Seiring terus bertambah orang yang terinfeksi virus corona baru tiap harinya, rumah sakit semakin kewalahan. Mereka kekurangan alat ventilator. Memang, tidak semua pasein COVID-19 memerlukan ventilator. Namun, setidaknya, menurut laporan dari Imperial College London, sekitar 30 persen dari pasien COVID-19 yang dirawat di rumah sakit kemungkinan membutuhkan ventilator mekanik.

Satu-satunya cara untuk mengurangi pasien yang masuk perawatan intensif, sebut laporan itu, adalah dengan menerapkan lockdown. Lewat lockdown, diharapkan sekitar 75 persen kontak sosial bisa dihindari. 

Sayangnya, beberapa negara lamban mengambil tindakan yang bisa mengurangi kontak sosial tersebut. Akibatnya, kekuarangan ventilator tak dapat dihindari, bahkan di negara maju sekalipun.

Seperti yang diungkap Gubernur New York Andrew Cuomo, yang menyebut mereka kekurangan 30 ribu unit ventilator. Jika melihat fungsi inti dari ventilator, mesin ini sebenarnya tidak begitu rumit.

Daftar Materi:
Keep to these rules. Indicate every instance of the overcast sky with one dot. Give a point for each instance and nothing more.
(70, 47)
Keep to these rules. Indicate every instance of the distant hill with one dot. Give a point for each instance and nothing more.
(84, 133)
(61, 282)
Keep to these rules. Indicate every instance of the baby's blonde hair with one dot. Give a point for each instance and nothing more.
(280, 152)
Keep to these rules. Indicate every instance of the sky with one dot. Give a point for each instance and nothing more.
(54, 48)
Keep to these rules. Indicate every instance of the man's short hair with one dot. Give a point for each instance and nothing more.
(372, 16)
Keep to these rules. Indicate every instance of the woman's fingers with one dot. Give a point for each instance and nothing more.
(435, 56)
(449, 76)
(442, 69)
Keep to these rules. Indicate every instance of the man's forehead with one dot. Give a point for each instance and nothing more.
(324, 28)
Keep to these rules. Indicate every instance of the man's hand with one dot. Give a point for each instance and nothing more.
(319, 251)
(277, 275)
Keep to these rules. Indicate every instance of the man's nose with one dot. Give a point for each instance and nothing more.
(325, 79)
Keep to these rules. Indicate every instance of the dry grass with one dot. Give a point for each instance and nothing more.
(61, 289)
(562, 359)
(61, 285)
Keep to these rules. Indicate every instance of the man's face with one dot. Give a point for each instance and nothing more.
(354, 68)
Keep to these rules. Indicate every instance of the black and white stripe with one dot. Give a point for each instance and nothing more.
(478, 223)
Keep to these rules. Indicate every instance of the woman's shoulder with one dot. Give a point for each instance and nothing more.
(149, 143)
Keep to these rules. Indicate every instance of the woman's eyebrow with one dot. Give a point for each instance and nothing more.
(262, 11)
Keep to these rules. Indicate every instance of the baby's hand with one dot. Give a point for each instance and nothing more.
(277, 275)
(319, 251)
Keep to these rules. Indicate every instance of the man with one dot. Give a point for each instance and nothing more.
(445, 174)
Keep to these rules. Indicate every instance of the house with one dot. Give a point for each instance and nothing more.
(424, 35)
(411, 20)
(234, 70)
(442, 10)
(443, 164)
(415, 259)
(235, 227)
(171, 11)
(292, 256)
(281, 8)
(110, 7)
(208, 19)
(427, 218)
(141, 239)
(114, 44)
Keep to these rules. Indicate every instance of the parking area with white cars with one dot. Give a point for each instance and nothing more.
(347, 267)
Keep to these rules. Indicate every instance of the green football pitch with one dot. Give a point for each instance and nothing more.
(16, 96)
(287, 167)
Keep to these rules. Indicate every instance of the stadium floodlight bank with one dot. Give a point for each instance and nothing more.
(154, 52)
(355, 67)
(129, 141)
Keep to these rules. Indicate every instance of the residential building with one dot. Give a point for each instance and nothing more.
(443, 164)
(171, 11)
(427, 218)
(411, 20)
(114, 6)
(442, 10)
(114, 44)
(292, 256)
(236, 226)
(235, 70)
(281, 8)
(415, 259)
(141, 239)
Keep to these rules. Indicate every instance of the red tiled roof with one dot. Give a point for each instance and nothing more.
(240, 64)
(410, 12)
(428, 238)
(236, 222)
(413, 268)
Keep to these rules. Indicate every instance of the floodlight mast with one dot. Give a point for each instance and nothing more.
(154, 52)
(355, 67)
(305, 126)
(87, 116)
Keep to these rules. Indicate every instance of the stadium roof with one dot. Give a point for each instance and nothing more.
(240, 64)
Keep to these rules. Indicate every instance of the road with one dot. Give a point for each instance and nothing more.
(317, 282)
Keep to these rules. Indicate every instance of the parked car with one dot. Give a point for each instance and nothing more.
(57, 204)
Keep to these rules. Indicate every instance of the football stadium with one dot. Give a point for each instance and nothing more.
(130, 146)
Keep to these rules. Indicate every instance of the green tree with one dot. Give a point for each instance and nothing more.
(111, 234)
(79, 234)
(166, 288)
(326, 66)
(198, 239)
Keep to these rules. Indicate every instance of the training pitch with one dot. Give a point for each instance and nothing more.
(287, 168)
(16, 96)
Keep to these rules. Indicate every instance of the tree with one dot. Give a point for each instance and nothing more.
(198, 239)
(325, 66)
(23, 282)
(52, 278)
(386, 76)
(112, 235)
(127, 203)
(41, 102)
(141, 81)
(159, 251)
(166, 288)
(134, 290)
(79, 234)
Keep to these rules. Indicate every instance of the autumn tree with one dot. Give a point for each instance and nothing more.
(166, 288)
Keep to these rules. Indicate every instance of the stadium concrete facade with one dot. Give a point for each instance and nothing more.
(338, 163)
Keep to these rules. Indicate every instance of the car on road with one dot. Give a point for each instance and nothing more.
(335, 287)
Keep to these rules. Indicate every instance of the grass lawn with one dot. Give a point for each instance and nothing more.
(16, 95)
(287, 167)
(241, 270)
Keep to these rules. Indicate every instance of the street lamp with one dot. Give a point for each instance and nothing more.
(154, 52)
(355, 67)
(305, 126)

Tugas yang Dikerjakan:
**1.** Menurut teks tentang kekurangan ventilator, berapa persen pasien COVID-19 yang dirawat di rumah sakit kemungkinan membutuhkan ventilator mekanik?
**2.** Tampilkan bagian teks tentang kekurangan ventilator mulai dari "Seiring terus bertambah" sampai dengan "negara maju sekalipun." tanpa mengubah apa pun.
**3.** Dalam teks tentang kekurangan ventilator, mengapa kekurangan ventilator tidak dapat dihindari, bahkan di negara maju?

Jawaban Kegiatan:
**1.** Sekitar 30 persen.

**2.**
Seiring terus bertambah orang yang terinfeksi virus corona baru tiap harinya, rumah sakit semakin kewalahan. Mereka kekurangan alat ventilator. Memang, tidak semua pasein COVID-19 memerlukan ventilator. Namun, setidaknya, menurut laporan dari Imperial College London, sekitar 30 persen dari pasien COVID-19 yang dirawat di rumah sakit kemungkinan membutuhkan ventilator mekanik.

Satu-satunya cara untuk mengurangi pasien yang masuk perawatan intensif, sebut laporan itu, adalah dengan menerapkan lockdown. Lewat lockdown, diharapkan sekitar 75 persen kontak sosial bisa dihindari. 

Sayangnya, beberapa negara lamban mengambil tindakan yang bisa mengurangi kontak sosial tersebut. Akibatnya, kekuarangan ventilator tak dapat dihindari, bahkan di negara maju sekalipun.

**3.** Beberapa negara lamban mengambil tindakan untuk mengurangi kontak sosial. Padahal, menurut laporan yang dikutip, lockdown adalah satu-satunya cara untuk mengurangi jumlah pasien yang masuk perawatan intensif.